**Text passage**
Wolf by Chris Fenwick

Needs time to grow on you

In the beginning, I was bored. The constant one-sided POV, with no intermittent dialogue, just dragged. What made it worse was that there were tense inconsistencies: moments of internal monologue in italics written in past tense, or a mixture of the two; moments when the tenses were confused amongst the rest of the story. As the story is all told from Cassidhe’s POV, you have to get used to her voice, and it didn’t warm to me at all in the beginning. Even when the first dramatic event happened, it was near impossible to empathise with her.

Things appear to change when she meets the wolves. The story starts to gain more depth, Cassidhe herself appears more interesting, as well as others that she meets. Although, even then, it takes time for the characters to appear more than one dimensional. The best part of the whole story, for me, was the final dramatic event where, even though Cassidhe was completely on her own, she finally had more character than she had had for the majority of the rest of the book. It’s for this reason alone that my rating finally reached four stars, rather than the two to three it was struggling with at the beginning.

An interesting upcoming point is how the pack is going to deal with the sexuality of the heir, when a key part of pack dynamics is based on the ability to produce children and secure the pack’s future.

Also, a side note is that the cover doesn’t really reflect the main characters, with their described colouring being different from what is shown. A minor niggle, if any, but I do like it when a cover helps to assist me in how to imagine the characters.

Final rating: ★★★★☆ – Really liked

*I received a free ARC via NetGalley and the publisher in exchange for an honest review.*

All Bleeds Through: Ten Stories of Hemomancy and the World It Shaped by Bartholomew Lander

Dark, vermillion arts

This book is a compilation of linked stories. In it we see the very “human” side of Hemomancers (those born with the ability to control blood). It shows fear, jealousy, revenge, as well as stigmatisation and the effects of being ostracised from society, from mere bullying to being hunted down and killed. These are people who are both feared and reviled, sometimes correctly, other times less so (the hunting of Hemomancer children is seen to be as just as if they were fully-fledged adults, the fear is so great).

**Data**
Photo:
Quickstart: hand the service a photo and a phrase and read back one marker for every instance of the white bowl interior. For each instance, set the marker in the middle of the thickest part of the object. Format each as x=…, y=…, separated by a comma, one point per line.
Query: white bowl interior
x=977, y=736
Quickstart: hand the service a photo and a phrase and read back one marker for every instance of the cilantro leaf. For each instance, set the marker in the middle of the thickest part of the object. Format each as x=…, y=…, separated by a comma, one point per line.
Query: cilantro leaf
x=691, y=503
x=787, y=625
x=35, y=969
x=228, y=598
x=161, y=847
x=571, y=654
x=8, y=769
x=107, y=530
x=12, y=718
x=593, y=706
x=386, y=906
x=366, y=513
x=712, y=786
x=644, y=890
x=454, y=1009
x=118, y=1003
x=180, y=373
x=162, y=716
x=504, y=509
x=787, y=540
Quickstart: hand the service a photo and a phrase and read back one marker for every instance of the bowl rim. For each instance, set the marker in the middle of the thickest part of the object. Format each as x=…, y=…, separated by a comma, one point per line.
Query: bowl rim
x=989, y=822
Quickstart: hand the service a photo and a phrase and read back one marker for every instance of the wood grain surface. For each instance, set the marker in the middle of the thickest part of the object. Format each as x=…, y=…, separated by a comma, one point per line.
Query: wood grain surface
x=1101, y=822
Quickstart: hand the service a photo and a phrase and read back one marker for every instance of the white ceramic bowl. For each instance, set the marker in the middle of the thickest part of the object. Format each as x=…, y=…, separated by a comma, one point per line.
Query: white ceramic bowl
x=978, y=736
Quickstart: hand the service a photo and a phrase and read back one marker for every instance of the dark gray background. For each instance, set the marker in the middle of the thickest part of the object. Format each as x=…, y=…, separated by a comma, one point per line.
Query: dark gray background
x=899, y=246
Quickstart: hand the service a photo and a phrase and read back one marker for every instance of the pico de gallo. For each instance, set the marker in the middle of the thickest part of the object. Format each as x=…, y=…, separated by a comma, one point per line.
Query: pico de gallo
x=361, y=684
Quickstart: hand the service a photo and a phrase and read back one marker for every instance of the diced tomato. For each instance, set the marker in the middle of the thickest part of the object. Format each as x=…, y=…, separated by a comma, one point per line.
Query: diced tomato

**Goal**
Carry the book reviews forward from their final sentence, extending the review of All Bleeds Through.

**Task result**
This is a book full of well-filled arguments, from both sides of the coin, from the Human side and the Hemomancer side, and how each action affects the other. We have murderers, thieves, but also scientists and defenders. In this book, through the stories, you come to truly understand what it is like to be a Hemomancer, or a Human living in fear of them. Never have I read a story that links different POVs to truly allow such understanding.

At the beginning, I wasn’t so endeavoured with the story, after reading the first part. But, by the end, as all parts started to link through, I was wowed. The end links into the beginning, to create a round circle that allows everything within this book to make sense. Each character has their own attributes, to allow you to live with them. The pain, the fear, the anger, the determination, it all shines through.

Quite a remarkable collection of stories that I definitely want to continue with.

Final rating: ★★★★★ – Loved it/couldn’t put it down

*I received a free ARC via NetGalley and the publisher in exchange for an honest review.*

Four Bodies in Space by Luna Harlow

Agatha Christy in Space

This book started full of a truckload of well-worn clichés, making it read like Agatha Christy in space. The first murder, particularly. The first two chapters were just cringe worthy with their typical set up. But, instead of the infamous Hercule Poirot appearing to analyse the scene, we have the Spock-like Solaris.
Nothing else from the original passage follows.